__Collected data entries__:
* * *

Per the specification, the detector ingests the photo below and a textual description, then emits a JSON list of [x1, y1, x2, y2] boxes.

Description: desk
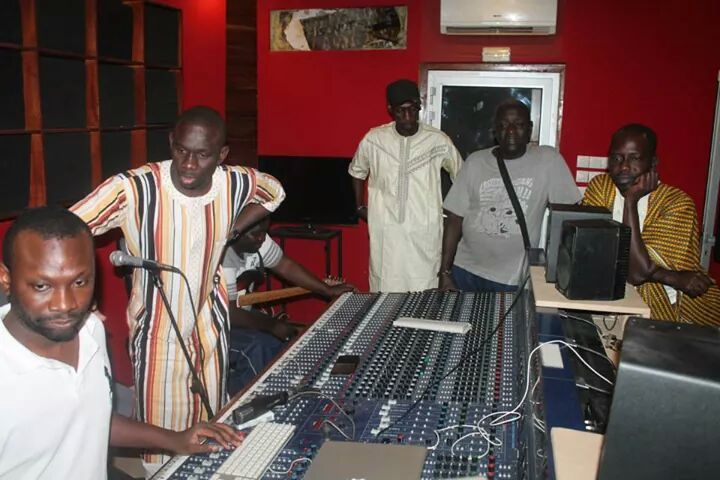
[[530, 266, 650, 317], [271, 226, 342, 278], [551, 428, 603, 480], [533, 266, 641, 480], [530, 266, 649, 362]]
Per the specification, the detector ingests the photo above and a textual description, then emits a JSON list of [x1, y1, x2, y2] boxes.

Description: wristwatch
[[437, 269, 452, 277]]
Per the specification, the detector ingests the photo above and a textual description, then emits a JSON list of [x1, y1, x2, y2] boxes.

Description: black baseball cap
[[386, 79, 420, 107]]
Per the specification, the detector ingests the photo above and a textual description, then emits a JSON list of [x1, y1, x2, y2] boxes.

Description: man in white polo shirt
[[0, 206, 242, 480]]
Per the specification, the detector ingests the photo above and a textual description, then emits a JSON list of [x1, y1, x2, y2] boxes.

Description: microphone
[[109, 250, 180, 273]]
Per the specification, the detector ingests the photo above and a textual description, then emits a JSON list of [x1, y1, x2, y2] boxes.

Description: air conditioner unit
[[440, 0, 557, 35]]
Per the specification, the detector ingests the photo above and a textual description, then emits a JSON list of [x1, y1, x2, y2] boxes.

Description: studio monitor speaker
[[555, 219, 630, 300]]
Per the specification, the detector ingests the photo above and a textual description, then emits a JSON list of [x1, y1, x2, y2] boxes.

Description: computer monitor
[[258, 155, 358, 226]]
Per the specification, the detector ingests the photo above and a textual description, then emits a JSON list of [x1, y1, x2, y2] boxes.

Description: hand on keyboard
[[169, 422, 246, 455]]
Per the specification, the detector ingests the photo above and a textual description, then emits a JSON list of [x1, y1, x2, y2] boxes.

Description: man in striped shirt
[[71, 106, 285, 470]]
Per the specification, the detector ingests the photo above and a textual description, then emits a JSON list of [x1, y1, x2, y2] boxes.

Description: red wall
[[158, 0, 227, 113], [4, 0, 720, 380], [258, 0, 720, 314], [0, 0, 227, 384]]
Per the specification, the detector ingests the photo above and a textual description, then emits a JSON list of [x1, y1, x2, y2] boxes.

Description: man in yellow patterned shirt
[[583, 124, 719, 325]]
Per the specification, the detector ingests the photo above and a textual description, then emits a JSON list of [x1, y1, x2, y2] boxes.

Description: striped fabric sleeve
[[252, 169, 285, 212], [222, 264, 238, 300], [70, 175, 128, 236], [581, 174, 614, 210], [642, 187, 699, 272], [258, 235, 283, 269]]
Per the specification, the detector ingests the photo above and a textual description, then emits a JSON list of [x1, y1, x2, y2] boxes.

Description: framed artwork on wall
[[270, 7, 407, 51], [420, 64, 565, 159]]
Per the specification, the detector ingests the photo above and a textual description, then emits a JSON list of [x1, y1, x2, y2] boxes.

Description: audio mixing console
[[153, 289, 546, 480]]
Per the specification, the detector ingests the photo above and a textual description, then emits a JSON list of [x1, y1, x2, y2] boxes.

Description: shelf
[[0, 0, 181, 217]]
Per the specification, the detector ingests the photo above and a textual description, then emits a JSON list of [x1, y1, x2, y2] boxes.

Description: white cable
[[530, 376, 542, 405], [239, 349, 258, 376], [289, 391, 356, 439], [562, 343, 616, 371], [482, 340, 613, 428], [429, 424, 483, 450], [433, 423, 503, 456], [450, 431, 492, 457], [323, 419, 353, 440], [268, 457, 312, 475], [554, 340, 614, 386], [478, 410, 522, 427], [434, 340, 614, 456]]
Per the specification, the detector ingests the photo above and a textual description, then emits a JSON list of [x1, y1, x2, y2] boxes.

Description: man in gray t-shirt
[[440, 100, 581, 290]]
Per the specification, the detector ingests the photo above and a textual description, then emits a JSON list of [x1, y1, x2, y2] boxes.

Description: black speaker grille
[[613, 225, 631, 298]]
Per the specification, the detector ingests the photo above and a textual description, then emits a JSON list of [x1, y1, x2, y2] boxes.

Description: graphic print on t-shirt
[[471, 177, 533, 238]]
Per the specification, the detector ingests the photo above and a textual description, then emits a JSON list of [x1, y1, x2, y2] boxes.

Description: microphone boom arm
[[148, 271, 215, 419]]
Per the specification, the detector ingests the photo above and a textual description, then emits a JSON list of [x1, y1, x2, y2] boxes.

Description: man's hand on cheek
[[625, 171, 659, 202]]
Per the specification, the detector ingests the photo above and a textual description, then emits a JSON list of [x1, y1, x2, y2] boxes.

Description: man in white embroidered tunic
[[349, 79, 463, 292]]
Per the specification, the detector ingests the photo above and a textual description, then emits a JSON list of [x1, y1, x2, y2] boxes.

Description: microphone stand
[[148, 269, 215, 419]]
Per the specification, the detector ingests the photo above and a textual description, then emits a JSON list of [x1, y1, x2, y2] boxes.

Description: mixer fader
[[154, 290, 540, 480]]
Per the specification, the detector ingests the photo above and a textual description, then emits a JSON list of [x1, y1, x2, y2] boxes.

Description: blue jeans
[[227, 328, 285, 396], [452, 265, 516, 293]]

* * *

__Exercise objective__: Please print the data above in its entirety, exactly, but without any picture.

__Answer__:
Per the specification, the detector ingests the photo below and a textual description, then emits a JSON list of [x1, y1, x2, y2] boxes.

Description: desk
[[530, 266, 650, 317], [271, 226, 342, 278], [551, 428, 603, 480], [533, 266, 641, 480], [530, 266, 649, 362]]
Per the specification, the detector ingests the photo above and a textual description, then emits a JSON list of [x1, y1, x2, y2] boxes.

Description: wristwatch
[[437, 269, 452, 277]]
Per the specification, the detector ingests the photo above and a textual description, then emits a JSON list of [x1, y1, x2, y2] boxes.

Description: black baseball cap
[[386, 79, 420, 107]]
Per the specification, the detector ingests the photo above and a textual description, then emits a JSON list of [x1, y1, x2, y2] boxes.

Description: man in white polo shirt
[[0, 206, 242, 480]]
Per the specification, the detector ingests the photo above and a textual description, then emits a JSON list of [x1, y1, x2, y2] boxes.

Description: microphone
[[109, 250, 180, 273]]
Per the specification, the detector ingests the photo above and a textual description, then emits a JSON list of [x1, y1, x2, y2] boxes.

Description: air conditioner unit
[[440, 0, 557, 35]]
Per the specification, the detector ingests the photo above and a textual description, then emits a JSON list of [x1, y1, x2, y2] boxes.

Description: studio monitor speaker
[[555, 219, 630, 300]]
Per the specification, the detector ingests the photo above and a textual description, then emits a JSON list of [x1, y1, x2, y2] boxes.

Description: computer monitor
[[258, 155, 358, 226]]
Per the specification, the detector ingests the photo above and a textual description, then emits a JSON list of [x1, y1, x2, y2] boxes.

Description: hand on keyboard
[[169, 422, 246, 455]]
Per the specification, the detector ingests the photo above and a textual description, then emits a JSON list of [x1, y1, x2, y2] boxes.

Description: man in striped shirt
[[71, 106, 285, 470]]
Per the specification, the detector ingests the photo above and a textual description, then emits a JSON list of [x1, y1, x2, y2] boxes.

Description: red wall
[[158, 0, 227, 113], [4, 0, 720, 380], [258, 0, 720, 314], [0, 0, 227, 384]]
Per the specification, the detector ingests the photo above and a textual description, then emits a JSON list of [x1, y1, x2, y2] boxes.

Description: man in yellow patterned shirt
[[583, 124, 719, 325]]
Per the specification, the detector ingests the photo above and a textual description, then emits a JSON list of [x1, y1, x2, y2] boxes.

Description: striped fabric sleeve
[[252, 169, 285, 212], [222, 264, 238, 300], [70, 175, 128, 236], [581, 174, 614, 210], [642, 187, 699, 272], [258, 235, 283, 269]]
Per the specification, the detector ingests the photo above and a textual description, then emits a JSON list of [x1, y1, x2, y2] boxes.

Description: framed artwork on wall
[[270, 7, 407, 51], [420, 64, 565, 159]]
Per the specification, the detector ingests the photo above and a textual description, then emits a JSON list of [x1, y1, x2, y2] boxes.

Description: audio mixing console
[[153, 289, 546, 480]]
Per the specification, the detector ingests the photo above and a textual description, then emits a JSON list of [x1, y1, x2, y2] boxes.

Description: shelf
[[0, 0, 181, 217]]
Per the specification, the detector ingests the photo above and a textual description, then emits a JSON list of [x1, y1, x2, y2] boxes.

Description: white cable
[[530, 376, 542, 405], [239, 349, 258, 376], [289, 391, 356, 439], [562, 343, 616, 371], [482, 340, 613, 428], [429, 424, 483, 450], [433, 423, 503, 456], [450, 431, 492, 457], [323, 419, 353, 440], [268, 457, 312, 475], [554, 340, 614, 386], [478, 410, 522, 427], [434, 340, 614, 456]]
Per the specification, the detector ingests the photo above and a textual description, then emits a JSON list of [x1, y1, x2, y2] boxes.

Description: man in gray t-shirt
[[440, 100, 581, 290]]
Per the specification, the detector ingests the photo above and a textual description, then emits a JSON list of [x1, y1, x2, y2] boxes.

Description: black speaker grille
[[613, 225, 631, 298]]
Per the specification, the detector ingests the photo above and a textual description, then emits a JSON list of [x1, y1, x2, y2] boxes.

Description: graphic print on t-shirt
[[471, 177, 533, 238]]
Per the specification, the detector ingests the photo above and a textual description, then emits a JSON list of [x1, y1, x2, y2] boxes.

Description: microphone boom arm
[[148, 271, 215, 419]]
Per the specification, the detector ingests the photo above and a textual description, then emits a JSON list of [x1, y1, x2, y2] boxes.

Description: man's hand on cheek
[[625, 171, 659, 202]]
Per the specification, the detector ingests the photo above and a textual description, then emits a JSON list of [x1, y1, x2, y2] boxes.

Description: man in white embroidered tunic
[[349, 79, 463, 292]]
Per the specification, the detector ingests the photo above and a textual description, then emits a JSON list of [x1, y1, x2, y2] boxes.

Description: microphone stand
[[148, 269, 215, 419]]
Per the specification, the detector ingests the photo above and a textual description, then emits a JSON list of [x1, y1, x2, y2] boxes.

Description: mixer fader
[[154, 290, 540, 480]]
Per the specification, the detector ingests the photo above and a textual description, then emits a JSON list of [x1, y1, x2, y2] boxes.

Description: blue jeans
[[227, 328, 285, 396], [452, 265, 516, 293]]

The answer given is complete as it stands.